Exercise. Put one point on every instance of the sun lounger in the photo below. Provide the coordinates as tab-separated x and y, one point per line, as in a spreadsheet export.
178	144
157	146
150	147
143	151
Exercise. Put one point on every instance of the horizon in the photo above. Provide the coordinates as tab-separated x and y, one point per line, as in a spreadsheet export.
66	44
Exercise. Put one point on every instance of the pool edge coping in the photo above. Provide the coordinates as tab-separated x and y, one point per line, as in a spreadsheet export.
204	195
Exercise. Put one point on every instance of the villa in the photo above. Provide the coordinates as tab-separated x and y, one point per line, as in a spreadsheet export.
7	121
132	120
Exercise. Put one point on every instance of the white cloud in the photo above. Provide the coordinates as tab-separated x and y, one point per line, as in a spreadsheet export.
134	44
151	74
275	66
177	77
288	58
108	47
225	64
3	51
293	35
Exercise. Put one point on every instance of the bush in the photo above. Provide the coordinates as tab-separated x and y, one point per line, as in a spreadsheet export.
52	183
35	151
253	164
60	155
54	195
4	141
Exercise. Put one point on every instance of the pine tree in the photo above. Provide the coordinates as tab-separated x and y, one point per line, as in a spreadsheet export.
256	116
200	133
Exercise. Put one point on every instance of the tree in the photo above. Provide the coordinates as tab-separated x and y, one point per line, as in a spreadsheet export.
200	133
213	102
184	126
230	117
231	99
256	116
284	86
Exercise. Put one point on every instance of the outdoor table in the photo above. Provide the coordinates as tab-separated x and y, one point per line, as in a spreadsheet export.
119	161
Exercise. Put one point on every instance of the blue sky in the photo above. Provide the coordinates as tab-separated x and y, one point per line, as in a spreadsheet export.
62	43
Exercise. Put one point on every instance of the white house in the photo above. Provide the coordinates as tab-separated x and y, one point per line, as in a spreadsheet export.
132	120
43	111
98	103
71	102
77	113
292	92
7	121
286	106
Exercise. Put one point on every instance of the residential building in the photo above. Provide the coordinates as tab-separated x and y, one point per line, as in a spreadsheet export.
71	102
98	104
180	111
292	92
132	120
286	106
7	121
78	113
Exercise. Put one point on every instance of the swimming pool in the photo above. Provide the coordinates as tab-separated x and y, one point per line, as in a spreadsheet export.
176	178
◆ ◆ ◆
YOUR GOAL => Can you reproduce verbatim the items above, starting at the line that contains "Exercise. Put one point on every instance of the tree" and ending at the last line of the items, with both ends included?

OUTPUT FOR THIS TASK =>
Exercise. Put one point on every instance of the tree in the photo above. Provide the coordinates as tab-separated x and y, one point per line, as in a spreadsheet export.
200	133
213	102
184	126
230	117
231	99
256	116
284	86
Exercise. Put one point on every instance of the outdoor table in the photo above. Provide the coordinates as tab-separated x and y, one point per line, as in a spreadsheet export.
119	161
Exercise. Put one point on every instance of the blue sky in the photo above. Provide the coordinates as tab-separated x and y, one point per line, as in a spreadsheet export.
62	43
Exercise. Put one point on every instance of the white house in the photo above. Provide the coordinates as tab-separated x and y, one point per line, as in a spreadsheet export.
132	120
43	111
98	103
71	102
77	113
292	92
7	121
286	106
Exercise. Put one point on every instance of the residential building in the photo above. Provide the coordinates as tab-separated x and y, one point per line, as in a spreadsheet export.
71	102
98	104
180	111
292	92
132	120
286	106
7	121
78	113
Exercise. Put one point on every instance of the swimming pool in the photo above. Provide the coordinates as tab-separated x and y, one point per line, as in a spreadsheet export.
176	178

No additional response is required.